▶ _AIM OF THE TASK_: Find every line in the entries that holds the string "below" and report it.

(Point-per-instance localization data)
________________________
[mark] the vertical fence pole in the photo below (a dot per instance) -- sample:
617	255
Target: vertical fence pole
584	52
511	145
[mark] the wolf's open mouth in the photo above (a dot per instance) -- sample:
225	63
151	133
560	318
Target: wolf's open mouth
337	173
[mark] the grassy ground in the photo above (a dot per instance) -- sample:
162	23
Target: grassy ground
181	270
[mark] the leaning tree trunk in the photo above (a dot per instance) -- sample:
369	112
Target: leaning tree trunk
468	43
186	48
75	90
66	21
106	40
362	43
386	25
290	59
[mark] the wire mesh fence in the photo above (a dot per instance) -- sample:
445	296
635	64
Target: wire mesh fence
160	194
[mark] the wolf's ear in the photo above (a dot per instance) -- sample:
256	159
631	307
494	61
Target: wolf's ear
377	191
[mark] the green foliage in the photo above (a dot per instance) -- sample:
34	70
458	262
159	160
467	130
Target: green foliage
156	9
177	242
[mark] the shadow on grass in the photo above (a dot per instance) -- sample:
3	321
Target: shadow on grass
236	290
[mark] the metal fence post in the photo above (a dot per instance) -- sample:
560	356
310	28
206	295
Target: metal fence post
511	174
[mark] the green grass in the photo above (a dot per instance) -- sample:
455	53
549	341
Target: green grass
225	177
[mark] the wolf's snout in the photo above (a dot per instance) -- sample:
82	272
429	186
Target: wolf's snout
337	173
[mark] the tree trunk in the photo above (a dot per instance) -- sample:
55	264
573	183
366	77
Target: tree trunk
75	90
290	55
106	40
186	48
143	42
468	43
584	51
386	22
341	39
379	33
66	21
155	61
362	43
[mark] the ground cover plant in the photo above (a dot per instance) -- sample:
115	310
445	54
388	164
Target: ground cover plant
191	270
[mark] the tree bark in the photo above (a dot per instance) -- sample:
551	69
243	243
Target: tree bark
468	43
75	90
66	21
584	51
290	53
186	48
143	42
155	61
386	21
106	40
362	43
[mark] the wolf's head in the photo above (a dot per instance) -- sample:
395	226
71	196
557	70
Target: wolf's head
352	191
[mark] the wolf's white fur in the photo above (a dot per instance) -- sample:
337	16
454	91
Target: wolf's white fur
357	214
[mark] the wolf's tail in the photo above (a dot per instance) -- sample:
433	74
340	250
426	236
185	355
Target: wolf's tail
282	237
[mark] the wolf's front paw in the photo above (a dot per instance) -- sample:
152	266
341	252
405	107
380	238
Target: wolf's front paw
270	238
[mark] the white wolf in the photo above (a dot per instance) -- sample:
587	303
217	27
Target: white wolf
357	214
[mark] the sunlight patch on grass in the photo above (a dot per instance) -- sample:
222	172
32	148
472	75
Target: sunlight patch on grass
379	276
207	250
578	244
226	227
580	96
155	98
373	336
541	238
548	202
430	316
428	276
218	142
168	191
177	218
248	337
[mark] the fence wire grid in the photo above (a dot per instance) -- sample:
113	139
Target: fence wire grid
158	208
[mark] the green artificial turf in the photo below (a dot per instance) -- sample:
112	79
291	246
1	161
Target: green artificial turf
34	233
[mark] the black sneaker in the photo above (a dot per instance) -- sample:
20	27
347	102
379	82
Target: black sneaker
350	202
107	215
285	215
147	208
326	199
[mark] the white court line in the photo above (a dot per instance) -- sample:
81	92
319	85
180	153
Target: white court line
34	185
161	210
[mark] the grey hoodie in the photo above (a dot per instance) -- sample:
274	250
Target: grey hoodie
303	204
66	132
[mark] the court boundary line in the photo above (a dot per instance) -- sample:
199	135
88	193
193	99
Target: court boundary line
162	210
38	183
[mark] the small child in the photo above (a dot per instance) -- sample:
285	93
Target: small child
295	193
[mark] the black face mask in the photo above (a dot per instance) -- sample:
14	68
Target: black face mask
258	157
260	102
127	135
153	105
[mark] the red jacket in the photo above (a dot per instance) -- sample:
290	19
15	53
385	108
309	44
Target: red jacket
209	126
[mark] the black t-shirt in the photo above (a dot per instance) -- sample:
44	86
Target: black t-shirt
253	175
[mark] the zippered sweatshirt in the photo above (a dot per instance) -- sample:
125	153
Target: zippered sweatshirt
________________________
▶ _SOLUTION FOR THIS PROBLEM_:
[mark] the vertical fence pole in the photo below (a dot per instance) -- sample:
[mark] the green artificial turf in the photo below (a dot per instance) -- sample:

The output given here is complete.